== EXERCISE INPUT ==
____

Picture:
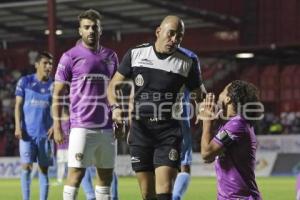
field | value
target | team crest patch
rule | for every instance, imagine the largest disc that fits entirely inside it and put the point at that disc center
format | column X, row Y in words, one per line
column 173, row 155
column 79, row 156
column 139, row 80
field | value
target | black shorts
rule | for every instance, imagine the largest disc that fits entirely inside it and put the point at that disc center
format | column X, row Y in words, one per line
column 154, row 143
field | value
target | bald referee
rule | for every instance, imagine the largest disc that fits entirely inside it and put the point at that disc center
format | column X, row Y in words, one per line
column 158, row 71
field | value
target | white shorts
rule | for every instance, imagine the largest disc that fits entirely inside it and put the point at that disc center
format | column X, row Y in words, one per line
column 91, row 147
column 62, row 156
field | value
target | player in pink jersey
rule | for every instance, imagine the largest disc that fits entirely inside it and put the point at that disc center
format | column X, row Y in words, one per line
column 233, row 147
column 87, row 68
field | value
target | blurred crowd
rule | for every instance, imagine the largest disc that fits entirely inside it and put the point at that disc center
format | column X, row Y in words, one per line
column 271, row 124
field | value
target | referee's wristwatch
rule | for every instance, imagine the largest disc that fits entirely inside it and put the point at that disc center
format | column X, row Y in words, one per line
column 115, row 106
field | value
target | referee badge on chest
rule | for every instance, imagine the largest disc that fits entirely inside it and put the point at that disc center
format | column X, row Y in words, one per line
column 139, row 80
column 173, row 155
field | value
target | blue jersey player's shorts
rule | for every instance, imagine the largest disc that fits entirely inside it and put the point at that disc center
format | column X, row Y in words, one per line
column 36, row 149
column 186, row 148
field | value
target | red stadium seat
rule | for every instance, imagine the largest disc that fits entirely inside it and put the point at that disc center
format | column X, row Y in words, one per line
column 286, row 80
column 250, row 74
column 287, row 106
column 295, row 77
column 269, row 95
column 269, row 78
column 286, row 94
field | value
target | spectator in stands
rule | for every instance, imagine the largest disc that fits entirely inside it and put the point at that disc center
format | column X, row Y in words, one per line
column 275, row 127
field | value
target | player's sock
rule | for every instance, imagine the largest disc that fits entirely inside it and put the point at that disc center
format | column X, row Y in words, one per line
column 25, row 183
column 114, row 187
column 180, row 185
column 44, row 185
column 87, row 185
column 102, row 192
column 164, row 196
column 60, row 171
column 70, row 192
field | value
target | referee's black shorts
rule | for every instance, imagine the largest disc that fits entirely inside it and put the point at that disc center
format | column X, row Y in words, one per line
column 154, row 143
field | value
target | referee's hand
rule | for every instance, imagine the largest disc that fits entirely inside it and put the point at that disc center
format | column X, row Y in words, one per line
column 18, row 133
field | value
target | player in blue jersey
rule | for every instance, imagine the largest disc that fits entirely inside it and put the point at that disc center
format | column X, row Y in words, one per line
column 183, row 178
column 33, row 124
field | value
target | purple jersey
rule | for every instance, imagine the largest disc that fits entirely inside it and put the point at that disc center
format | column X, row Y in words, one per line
column 88, row 73
column 65, row 125
column 235, row 167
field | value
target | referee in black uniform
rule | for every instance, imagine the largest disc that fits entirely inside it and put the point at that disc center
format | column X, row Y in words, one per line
column 158, row 72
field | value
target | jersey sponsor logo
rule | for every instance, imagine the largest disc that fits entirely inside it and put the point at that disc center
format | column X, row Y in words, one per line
column 108, row 62
column 61, row 66
column 79, row 156
column 135, row 159
column 173, row 155
column 145, row 61
column 80, row 63
column 39, row 103
column 139, row 80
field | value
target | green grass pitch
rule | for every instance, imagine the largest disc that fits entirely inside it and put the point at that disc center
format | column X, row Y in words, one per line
column 273, row 188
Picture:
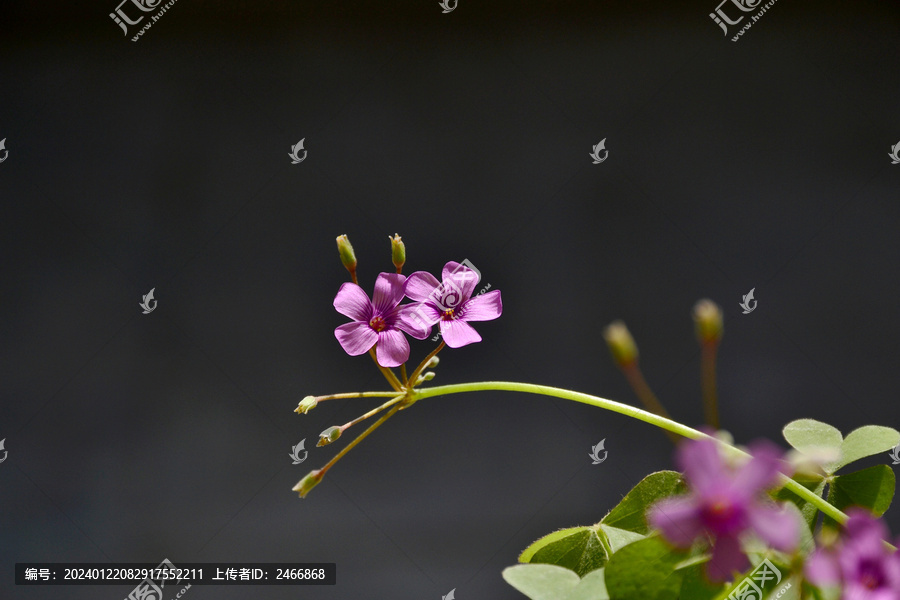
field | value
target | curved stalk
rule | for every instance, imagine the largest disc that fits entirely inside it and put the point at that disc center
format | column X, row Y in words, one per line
column 623, row 409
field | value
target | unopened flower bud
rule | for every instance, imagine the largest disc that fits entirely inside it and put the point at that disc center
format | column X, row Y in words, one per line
column 708, row 321
column 348, row 257
column 398, row 252
column 311, row 480
column 329, row 435
column 620, row 343
column 306, row 405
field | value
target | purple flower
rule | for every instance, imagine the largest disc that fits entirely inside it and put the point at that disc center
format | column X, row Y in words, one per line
column 860, row 561
column 725, row 502
column 451, row 304
column 378, row 322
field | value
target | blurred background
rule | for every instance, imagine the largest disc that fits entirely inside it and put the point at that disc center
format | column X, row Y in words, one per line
column 163, row 163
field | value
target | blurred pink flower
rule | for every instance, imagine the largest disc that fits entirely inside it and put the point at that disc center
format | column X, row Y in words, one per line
column 860, row 561
column 725, row 502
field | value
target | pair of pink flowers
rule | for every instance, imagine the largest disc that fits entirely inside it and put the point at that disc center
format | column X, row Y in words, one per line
column 382, row 321
column 726, row 503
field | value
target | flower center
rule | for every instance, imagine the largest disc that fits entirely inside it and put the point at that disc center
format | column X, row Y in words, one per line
column 870, row 576
column 722, row 515
column 377, row 323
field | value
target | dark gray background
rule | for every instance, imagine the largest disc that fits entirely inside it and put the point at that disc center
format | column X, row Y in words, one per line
column 163, row 163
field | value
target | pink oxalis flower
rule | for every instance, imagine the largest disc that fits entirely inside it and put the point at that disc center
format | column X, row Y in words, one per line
column 379, row 322
column 451, row 304
column 724, row 503
column 867, row 569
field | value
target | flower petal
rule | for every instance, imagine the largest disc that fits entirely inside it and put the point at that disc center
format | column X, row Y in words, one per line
column 702, row 465
column 459, row 278
column 727, row 559
column 392, row 349
column 822, row 569
column 678, row 519
column 356, row 338
column 483, row 308
column 775, row 526
column 416, row 319
column 351, row 301
column 420, row 286
column 459, row 333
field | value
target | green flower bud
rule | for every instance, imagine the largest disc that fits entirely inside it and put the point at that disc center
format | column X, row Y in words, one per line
column 348, row 257
column 708, row 321
column 311, row 480
column 398, row 252
column 329, row 435
column 620, row 343
column 306, row 405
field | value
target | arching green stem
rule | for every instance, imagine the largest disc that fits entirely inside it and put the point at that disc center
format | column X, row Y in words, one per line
column 623, row 409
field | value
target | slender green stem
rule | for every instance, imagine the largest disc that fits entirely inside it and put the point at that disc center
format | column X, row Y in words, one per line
column 415, row 376
column 372, row 412
column 356, row 395
column 624, row 409
column 358, row 439
column 642, row 390
column 708, row 383
column 388, row 374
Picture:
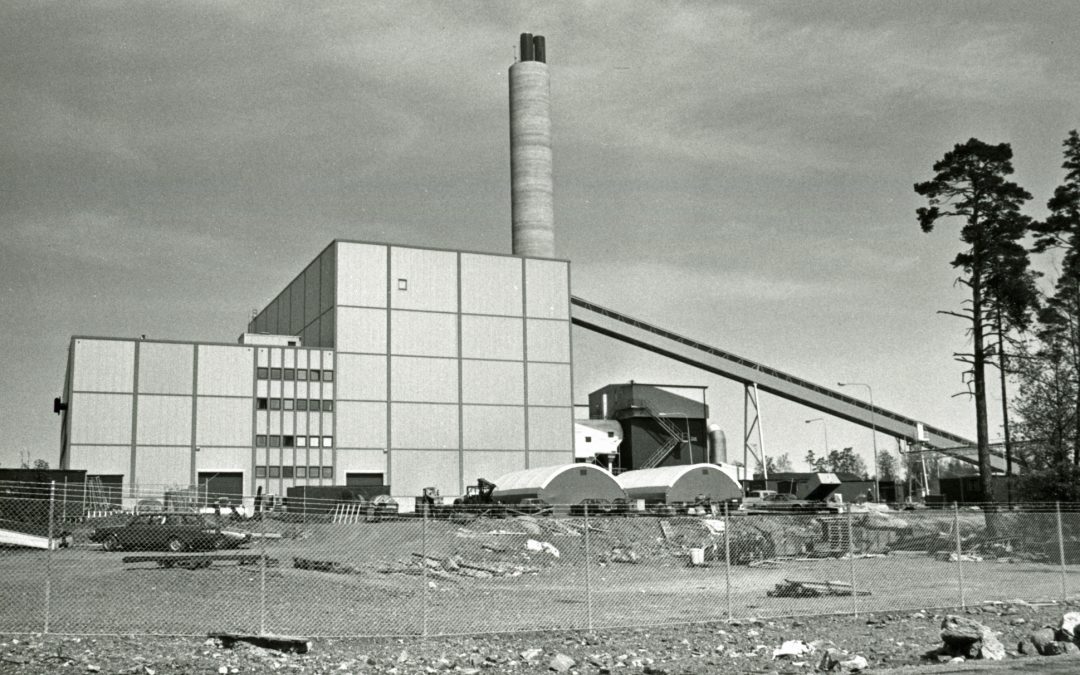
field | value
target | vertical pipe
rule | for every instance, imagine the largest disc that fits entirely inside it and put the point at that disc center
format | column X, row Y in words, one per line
column 589, row 590
column 851, row 564
column 49, row 554
column 727, row 556
column 1061, row 551
column 959, row 553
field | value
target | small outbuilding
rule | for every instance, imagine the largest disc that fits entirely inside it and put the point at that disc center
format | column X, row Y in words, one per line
column 562, row 484
column 679, row 484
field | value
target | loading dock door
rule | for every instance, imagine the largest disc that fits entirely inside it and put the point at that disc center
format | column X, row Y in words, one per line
column 216, row 485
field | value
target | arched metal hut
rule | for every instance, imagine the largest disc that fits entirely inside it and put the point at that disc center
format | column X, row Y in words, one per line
column 563, row 484
column 680, row 484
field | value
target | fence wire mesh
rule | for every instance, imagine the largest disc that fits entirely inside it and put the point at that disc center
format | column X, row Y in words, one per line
column 355, row 568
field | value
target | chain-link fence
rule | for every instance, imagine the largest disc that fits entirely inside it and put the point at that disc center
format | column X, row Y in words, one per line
column 363, row 568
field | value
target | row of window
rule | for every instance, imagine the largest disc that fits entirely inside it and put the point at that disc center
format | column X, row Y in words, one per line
column 294, row 472
column 264, row 403
column 291, row 441
column 295, row 374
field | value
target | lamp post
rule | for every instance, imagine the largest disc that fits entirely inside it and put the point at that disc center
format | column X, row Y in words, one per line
column 877, row 483
column 824, row 429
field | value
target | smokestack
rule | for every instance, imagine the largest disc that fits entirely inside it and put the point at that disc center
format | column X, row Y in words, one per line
column 532, row 215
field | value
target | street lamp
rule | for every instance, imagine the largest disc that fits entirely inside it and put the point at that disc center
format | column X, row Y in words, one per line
column 877, row 484
column 824, row 429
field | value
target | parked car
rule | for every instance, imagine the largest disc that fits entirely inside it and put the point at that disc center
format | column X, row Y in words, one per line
column 174, row 531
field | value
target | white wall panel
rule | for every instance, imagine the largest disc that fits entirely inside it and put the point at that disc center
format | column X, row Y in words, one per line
column 551, row 429
column 490, row 284
column 412, row 471
column 550, row 383
column 423, row 334
column 493, row 381
column 226, row 370
column 362, row 274
column 103, row 459
column 549, row 340
column 490, row 466
column 163, row 420
column 547, row 288
column 165, row 368
column 493, row 428
column 100, row 418
column 423, row 426
column 423, row 380
column 163, row 466
column 104, row 365
column 361, row 424
column 224, row 421
column 361, row 331
column 431, row 279
column 491, row 337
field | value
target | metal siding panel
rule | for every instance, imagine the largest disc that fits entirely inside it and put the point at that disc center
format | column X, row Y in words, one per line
column 361, row 424
column 494, row 428
column 549, row 340
column 164, row 420
column 413, row 471
column 100, row 418
column 493, row 381
column 551, row 429
column 423, row 334
column 104, row 365
column 547, row 288
column 162, row 466
column 423, row 380
column 550, row 383
column 491, row 337
column 165, row 368
column 423, row 426
column 361, row 331
column 224, row 421
column 431, row 278
column 362, row 274
column 490, row 284
column 225, row 370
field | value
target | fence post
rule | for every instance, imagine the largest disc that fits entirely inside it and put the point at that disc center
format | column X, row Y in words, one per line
column 1061, row 550
column 727, row 557
column 49, row 554
column 423, row 572
column 851, row 564
column 589, row 590
column 959, row 553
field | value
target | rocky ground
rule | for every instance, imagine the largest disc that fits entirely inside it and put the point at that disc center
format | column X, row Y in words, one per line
column 837, row 643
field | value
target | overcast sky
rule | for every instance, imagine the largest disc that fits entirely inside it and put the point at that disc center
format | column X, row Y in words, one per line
column 738, row 173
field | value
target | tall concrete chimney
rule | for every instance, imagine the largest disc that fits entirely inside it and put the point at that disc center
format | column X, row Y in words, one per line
column 532, row 214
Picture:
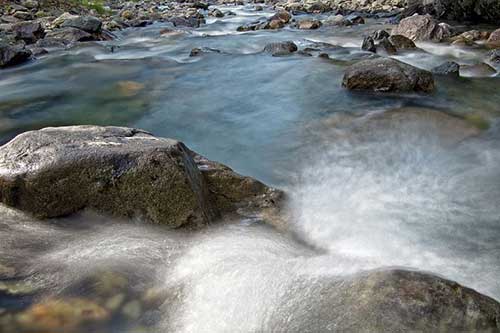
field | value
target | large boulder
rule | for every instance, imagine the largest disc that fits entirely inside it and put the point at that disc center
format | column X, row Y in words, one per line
column 11, row 55
column 494, row 39
column 385, row 301
column 421, row 28
column 69, row 35
column 121, row 172
column 385, row 74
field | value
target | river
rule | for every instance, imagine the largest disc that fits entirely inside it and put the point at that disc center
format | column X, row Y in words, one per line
column 373, row 180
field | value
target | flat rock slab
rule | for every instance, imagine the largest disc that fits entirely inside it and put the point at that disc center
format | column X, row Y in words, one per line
column 386, row 75
column 122, row 172
column 385, row 301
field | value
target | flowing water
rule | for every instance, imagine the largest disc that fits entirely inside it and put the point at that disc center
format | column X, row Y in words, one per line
column 373, row 180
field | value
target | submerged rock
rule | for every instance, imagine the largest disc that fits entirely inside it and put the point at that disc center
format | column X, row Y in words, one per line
column 477, row 70
column 308, row 24
column 448, row 68
column 385, row 301
column 281, row 48
column 62, row 315
column 369, row 44
column 386, row 75
column 401, row 42
column 121, row 172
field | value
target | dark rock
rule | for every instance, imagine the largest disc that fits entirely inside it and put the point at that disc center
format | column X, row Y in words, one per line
column 121, row 172
column 494, row 39
column 37, row 51
column 30, row 32
column 70, row 35
column 448, row 68
column 355, row 19
column 369, row 44
column 308, row 24
column 200, row 5
column 385, row 75
column 402, row 43
column 9, row 19
column 494, row 56
column 24, row 16
column 380, row 34
column 88, row 24
column 386, row 46
column 422, row 27
column 11, row 55
column 216, row 13
column 139, row 23
column 198, row 51
column 282, row 16
column 477, row 70
column 337, row 20
column 49, row 42
column 463, row 10
column 191, row 22
column 384, row 301
column 281, row 48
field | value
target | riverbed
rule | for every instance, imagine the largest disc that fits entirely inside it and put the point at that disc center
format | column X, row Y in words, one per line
column 373, row 180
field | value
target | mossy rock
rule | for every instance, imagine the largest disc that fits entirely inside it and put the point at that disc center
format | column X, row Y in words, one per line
column 121, row 172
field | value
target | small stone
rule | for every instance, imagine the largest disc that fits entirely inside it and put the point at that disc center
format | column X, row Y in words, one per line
column 114, row 303
column 62, row 315
column 132, row 310
column 281, row 48
column 448, row 68
column 369, row 45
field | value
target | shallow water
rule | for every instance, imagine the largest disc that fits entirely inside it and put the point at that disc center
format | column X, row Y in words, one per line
column 369, row 187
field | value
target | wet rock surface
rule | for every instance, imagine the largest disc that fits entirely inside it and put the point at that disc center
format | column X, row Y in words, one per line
column 122, row 172
column 392, row 300
column 385, row 75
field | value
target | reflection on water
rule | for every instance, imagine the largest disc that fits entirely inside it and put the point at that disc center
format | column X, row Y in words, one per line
column 369, row 187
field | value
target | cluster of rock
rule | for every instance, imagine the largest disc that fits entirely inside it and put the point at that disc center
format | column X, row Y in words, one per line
column 125, row 173
column 463, row 10
column 284, row 17
column 28, row 29
column 346, row 6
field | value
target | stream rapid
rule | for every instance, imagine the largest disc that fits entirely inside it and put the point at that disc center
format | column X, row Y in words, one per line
column 373, row 180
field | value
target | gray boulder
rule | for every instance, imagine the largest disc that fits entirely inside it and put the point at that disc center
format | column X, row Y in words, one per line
column 281, row 48
column 69, row 35
column 88, row 24
column 369, row 44
column 11, row 55
column 29, row 32
column 448, row 68
column 384, row 301
column 401, row 42
column 122, row 172
column 385, row 74
column 422, row 27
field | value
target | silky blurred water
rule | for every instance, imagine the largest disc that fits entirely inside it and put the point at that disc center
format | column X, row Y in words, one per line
column 373, row 180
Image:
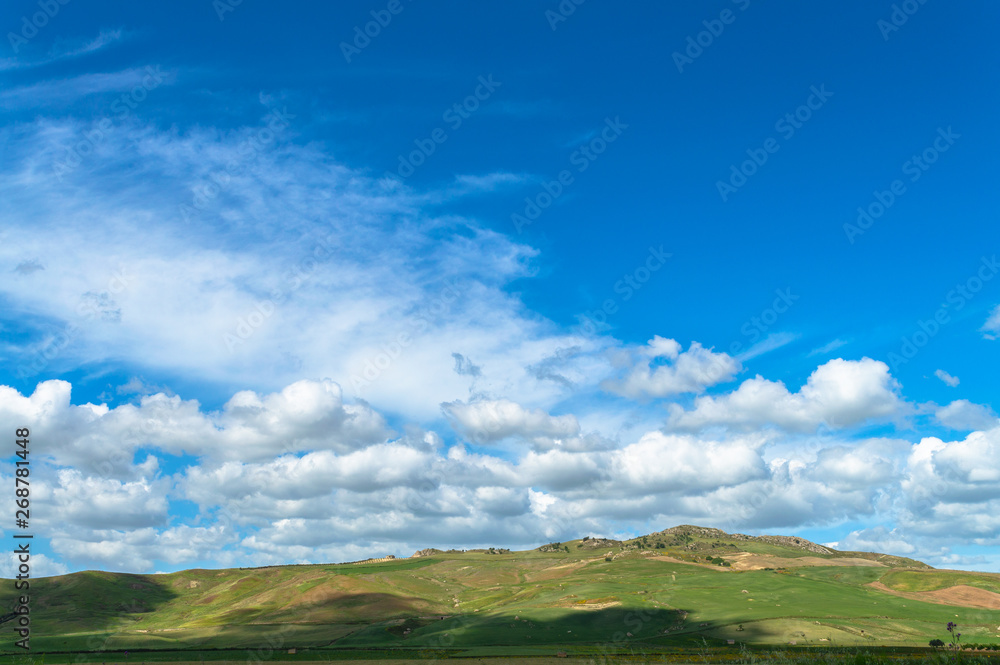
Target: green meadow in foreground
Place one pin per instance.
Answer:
(683, 593)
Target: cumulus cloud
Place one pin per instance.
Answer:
(488, 421)
(952, 489)
(964, 415)
(839, 393)
(877, 539)
(660, 369)
(377, 320)
(306, 415)
(946, 377)
(991, 329)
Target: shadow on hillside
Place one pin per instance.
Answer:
(616, 627)
(91, 601)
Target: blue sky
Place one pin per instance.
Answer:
(277, 290)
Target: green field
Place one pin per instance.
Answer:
(669, 594)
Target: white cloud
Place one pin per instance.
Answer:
(839, 393)
(832, 345)
(964, 415)
(492, 420)
(65, 50)
(41, 566)
(126, 275)
(689, 371)
(991, 329)
(946, 377)
(877, 539)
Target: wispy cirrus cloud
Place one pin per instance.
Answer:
(67, 50)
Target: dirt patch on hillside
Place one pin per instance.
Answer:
(961, 595)
(595, 606)
(670, 559)
(751, 561)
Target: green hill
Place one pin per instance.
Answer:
(668, 589)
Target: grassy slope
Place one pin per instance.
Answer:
(511, 601)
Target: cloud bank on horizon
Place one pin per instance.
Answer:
(325, 306)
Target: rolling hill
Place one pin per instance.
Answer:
(672, 588)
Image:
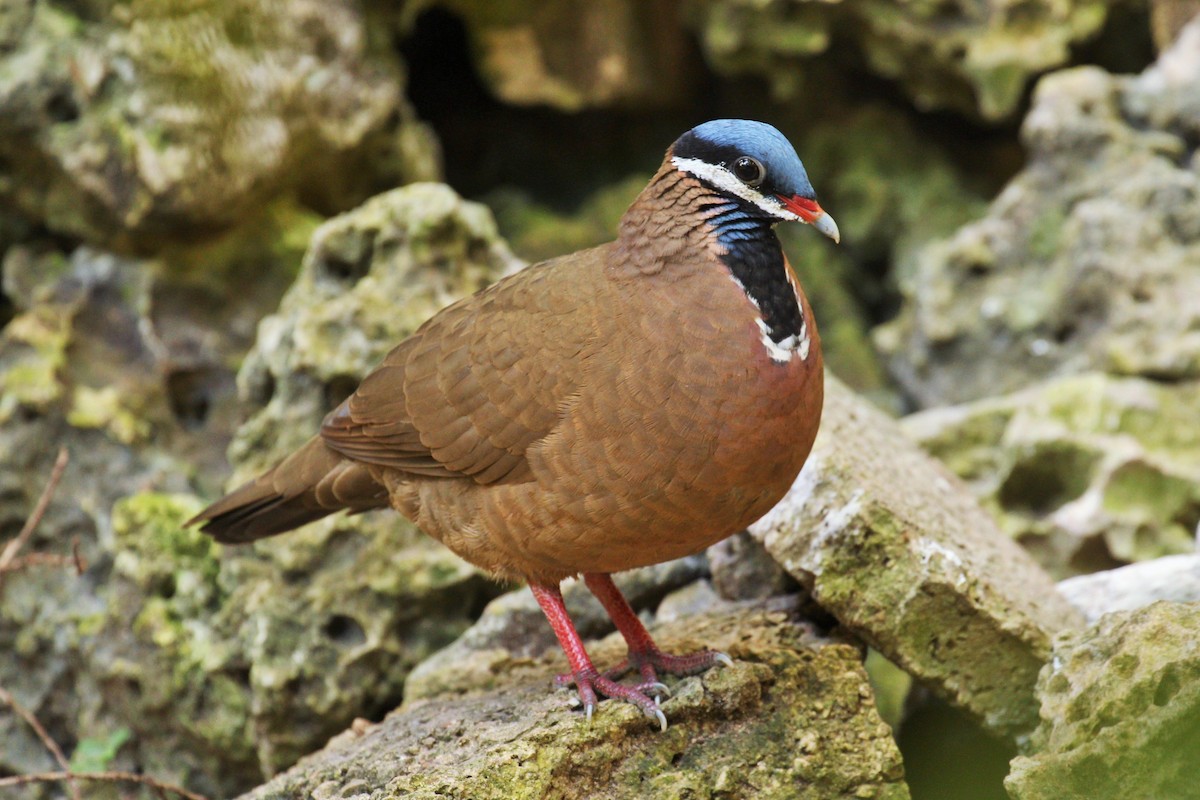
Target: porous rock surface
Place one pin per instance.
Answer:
(156, 119)
(889, 542)
(973, 58)
(1085, 262)
(1120, 710)
(1087, 471)
(214, 666)
(1174, 578)
(793, 717)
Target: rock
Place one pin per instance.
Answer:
(370, 278)
(219, 665)
(1169, 17)
(1120, 710)
(579, 54)
(744, 570)
(1175, 578)
(1086, 471)
(1086, 260)
(892, 192)
(513, 629)
(793, 717)
(894, 546)
(972, 58)
(129, 126)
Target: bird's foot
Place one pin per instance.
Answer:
(591, 684)
(651, 661)
(648, 663)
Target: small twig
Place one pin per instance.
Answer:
(51, 745)
(37, 559)
(81, 565)
(13, 546)
(108, 777)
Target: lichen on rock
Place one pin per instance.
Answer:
(157, 119)
(793, 717)
(894, 547)
(1120, 710)
(1086, 471)
(1084, 262)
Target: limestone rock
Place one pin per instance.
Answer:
(1086, 471)
(973, 58)
(895, 547)
(129, 121)
(744, 570)
(1086, 260)
(1120, 711)
(513, 629)
(220, 665)
(576, 54)
(1174, 578)
(370, 278)
(792, 719)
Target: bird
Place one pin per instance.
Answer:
(609, 409)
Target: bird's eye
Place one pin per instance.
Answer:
(749, 170)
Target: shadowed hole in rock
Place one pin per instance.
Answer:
(1093, 555)
(345, 630)
(61, 107)
(7, 310)
(190, 392)
(1168, 686)
(346, 258)
(262, 391)
(1047, 479)
(339, 388)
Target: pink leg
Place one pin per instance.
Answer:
(643, 655)
(587, 680)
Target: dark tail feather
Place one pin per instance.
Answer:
(310, 483)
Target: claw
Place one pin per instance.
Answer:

____

== WHAT TO PRODUCE ==
Scale down the stretch from the line that contains "Target: grassy slope" through the line that contains "(1084, 262)". Write out every line in it again, requests included, with each answer coordinate multiplied by 0.3 and rounded to a whole number, halves up, and leave out the pictures.

== WRITTEN ANSWER ==
Target: grassy slope
Place one pin per instance.
Answer:
(153, 180)
Target: cloud bank on horizon
Place one pin per instance.
Answer:
(98, 92)
Target: rolling hill
Place one pin per instance.
Answer:
(202, 176)
Image:
Target: porous rock surface
Place one pin per instance.
Answer:
(47, 36)
(267, 163)
(292, 17)
(326, 79)
(336, 213)
(326, 141)
(64, 200)
(352, 173)
(238, 215)
Target: rock
Place one pin per instance.
Answer:
(111, 83)
(66, 200)
(351, 5)
(336, 213)
(174, 16)
(223, 171)
(353, 173)
(326, 141)
(326, 78)
(268, 58)
(154, 189)
(238, 215)
(268, 164)
(292, 17)
(39, 38)
Target: bird's foot
Place one pin per instance.
Answer:
(177, 205)
(195, 198)
(194, 199)
Target: small twig
Place one pin per instance.
Answer:
(15, 224)
(11, 168)
(24, 170)
(4, 164)
(32, 233)
Target: lichen on rock
Place one pin per instance.
Answer:
(47, 36)
(238, 215)
(268, 164)
(336, 213)
(326, 141)
(325, 79)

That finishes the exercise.